Count the lines below that contain the string "focus", treating uppercase and lowercase as different, and reply with the number alone.
──────── Dataset records
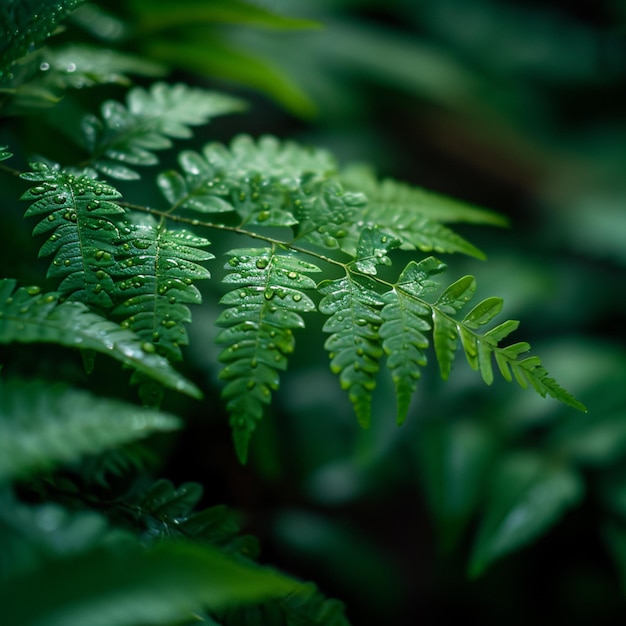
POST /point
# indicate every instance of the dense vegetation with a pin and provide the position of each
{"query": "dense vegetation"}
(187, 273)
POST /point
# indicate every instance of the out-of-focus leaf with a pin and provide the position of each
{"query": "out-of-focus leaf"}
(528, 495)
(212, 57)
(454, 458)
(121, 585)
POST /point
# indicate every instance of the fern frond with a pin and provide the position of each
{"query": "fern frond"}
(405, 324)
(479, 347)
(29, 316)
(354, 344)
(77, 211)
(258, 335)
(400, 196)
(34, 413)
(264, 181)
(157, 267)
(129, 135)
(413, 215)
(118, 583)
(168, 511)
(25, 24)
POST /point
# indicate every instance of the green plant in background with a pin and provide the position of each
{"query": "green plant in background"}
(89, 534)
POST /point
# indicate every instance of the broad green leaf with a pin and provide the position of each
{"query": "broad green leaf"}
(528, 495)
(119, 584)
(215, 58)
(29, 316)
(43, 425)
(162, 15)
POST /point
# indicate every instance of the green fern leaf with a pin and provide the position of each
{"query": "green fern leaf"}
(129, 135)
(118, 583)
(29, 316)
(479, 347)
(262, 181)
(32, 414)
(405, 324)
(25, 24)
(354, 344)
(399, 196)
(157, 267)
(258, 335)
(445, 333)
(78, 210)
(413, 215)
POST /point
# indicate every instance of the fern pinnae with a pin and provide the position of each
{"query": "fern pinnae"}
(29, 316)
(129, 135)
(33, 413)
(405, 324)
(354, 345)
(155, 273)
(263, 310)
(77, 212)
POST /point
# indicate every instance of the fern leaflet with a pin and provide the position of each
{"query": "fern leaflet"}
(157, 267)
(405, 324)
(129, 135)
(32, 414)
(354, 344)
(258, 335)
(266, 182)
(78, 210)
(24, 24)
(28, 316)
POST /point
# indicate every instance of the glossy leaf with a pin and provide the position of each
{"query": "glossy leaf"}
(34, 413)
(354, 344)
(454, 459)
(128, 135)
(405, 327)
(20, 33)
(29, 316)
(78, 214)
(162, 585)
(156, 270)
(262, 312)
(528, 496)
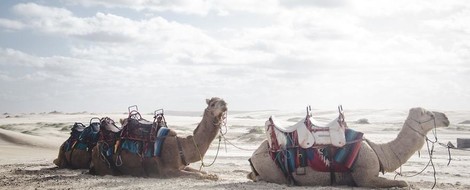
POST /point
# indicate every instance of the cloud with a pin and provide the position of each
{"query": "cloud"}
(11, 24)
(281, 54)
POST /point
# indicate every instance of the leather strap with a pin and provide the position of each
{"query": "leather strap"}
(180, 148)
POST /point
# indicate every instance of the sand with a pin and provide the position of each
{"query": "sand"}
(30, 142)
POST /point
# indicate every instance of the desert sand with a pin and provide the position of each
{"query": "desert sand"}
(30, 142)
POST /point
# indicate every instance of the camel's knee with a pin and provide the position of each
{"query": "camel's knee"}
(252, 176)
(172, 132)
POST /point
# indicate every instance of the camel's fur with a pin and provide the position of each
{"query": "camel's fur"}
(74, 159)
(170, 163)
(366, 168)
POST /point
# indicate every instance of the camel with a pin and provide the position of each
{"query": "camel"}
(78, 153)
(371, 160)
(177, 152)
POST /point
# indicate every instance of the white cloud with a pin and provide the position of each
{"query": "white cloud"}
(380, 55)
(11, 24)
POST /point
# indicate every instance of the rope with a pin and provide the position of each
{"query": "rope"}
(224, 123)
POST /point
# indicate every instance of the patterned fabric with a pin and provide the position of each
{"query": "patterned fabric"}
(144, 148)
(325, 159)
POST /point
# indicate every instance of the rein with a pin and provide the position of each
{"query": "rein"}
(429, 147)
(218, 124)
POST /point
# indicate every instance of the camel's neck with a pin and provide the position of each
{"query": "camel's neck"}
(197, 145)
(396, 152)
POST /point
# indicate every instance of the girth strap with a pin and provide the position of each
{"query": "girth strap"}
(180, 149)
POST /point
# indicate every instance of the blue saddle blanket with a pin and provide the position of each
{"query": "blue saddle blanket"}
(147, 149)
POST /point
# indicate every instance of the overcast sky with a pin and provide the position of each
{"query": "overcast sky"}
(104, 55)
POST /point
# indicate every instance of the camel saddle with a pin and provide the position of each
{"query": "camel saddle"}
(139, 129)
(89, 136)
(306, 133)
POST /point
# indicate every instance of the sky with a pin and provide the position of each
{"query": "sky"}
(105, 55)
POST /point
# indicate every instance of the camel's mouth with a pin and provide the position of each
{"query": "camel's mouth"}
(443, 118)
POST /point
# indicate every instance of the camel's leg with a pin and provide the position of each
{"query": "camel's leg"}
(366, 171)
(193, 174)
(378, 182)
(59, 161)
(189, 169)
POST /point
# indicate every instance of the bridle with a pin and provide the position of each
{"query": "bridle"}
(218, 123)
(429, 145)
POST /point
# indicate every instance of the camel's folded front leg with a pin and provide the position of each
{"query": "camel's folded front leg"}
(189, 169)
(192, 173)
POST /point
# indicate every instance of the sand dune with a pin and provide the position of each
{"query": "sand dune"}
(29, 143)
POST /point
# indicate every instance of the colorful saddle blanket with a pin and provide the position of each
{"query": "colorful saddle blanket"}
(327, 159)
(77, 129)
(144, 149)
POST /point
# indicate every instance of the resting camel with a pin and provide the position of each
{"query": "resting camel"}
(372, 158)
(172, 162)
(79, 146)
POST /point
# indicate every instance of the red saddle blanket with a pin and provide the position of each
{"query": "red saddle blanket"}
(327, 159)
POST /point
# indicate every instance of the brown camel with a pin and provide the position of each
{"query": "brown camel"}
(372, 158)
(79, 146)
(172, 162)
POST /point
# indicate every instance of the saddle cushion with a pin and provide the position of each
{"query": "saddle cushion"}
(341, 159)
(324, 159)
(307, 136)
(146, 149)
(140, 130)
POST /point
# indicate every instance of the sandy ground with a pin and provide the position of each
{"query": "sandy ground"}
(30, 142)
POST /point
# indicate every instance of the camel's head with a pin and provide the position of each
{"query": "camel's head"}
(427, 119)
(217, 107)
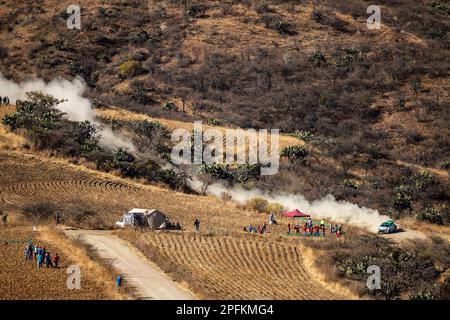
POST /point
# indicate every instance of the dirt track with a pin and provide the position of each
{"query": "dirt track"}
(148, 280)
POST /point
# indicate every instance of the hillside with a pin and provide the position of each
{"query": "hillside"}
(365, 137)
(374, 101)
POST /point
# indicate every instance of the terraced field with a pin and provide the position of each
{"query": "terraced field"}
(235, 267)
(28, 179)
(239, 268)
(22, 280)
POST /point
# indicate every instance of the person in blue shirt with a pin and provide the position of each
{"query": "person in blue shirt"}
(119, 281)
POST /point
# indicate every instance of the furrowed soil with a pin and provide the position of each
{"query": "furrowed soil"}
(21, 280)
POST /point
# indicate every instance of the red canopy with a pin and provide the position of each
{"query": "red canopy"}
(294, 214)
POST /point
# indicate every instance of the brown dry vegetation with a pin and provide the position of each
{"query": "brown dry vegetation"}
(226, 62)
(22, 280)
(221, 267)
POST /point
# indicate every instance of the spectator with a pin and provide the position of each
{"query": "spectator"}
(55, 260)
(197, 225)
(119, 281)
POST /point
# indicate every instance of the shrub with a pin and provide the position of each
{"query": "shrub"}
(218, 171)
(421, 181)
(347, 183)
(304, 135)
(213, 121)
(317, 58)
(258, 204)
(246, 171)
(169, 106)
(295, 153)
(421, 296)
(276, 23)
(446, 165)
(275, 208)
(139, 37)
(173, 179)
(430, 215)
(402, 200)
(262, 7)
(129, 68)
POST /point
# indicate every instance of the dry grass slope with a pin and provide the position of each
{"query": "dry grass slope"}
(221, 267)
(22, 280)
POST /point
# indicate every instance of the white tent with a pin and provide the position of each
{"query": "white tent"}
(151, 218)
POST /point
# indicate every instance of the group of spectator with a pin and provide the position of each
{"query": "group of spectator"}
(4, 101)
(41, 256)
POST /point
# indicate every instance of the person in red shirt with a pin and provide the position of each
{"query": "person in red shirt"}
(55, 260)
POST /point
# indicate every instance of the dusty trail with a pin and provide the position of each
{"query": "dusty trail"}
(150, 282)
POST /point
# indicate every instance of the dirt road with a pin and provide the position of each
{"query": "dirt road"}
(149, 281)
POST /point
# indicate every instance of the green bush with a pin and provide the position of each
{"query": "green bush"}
────────────────
▸ Task solution
2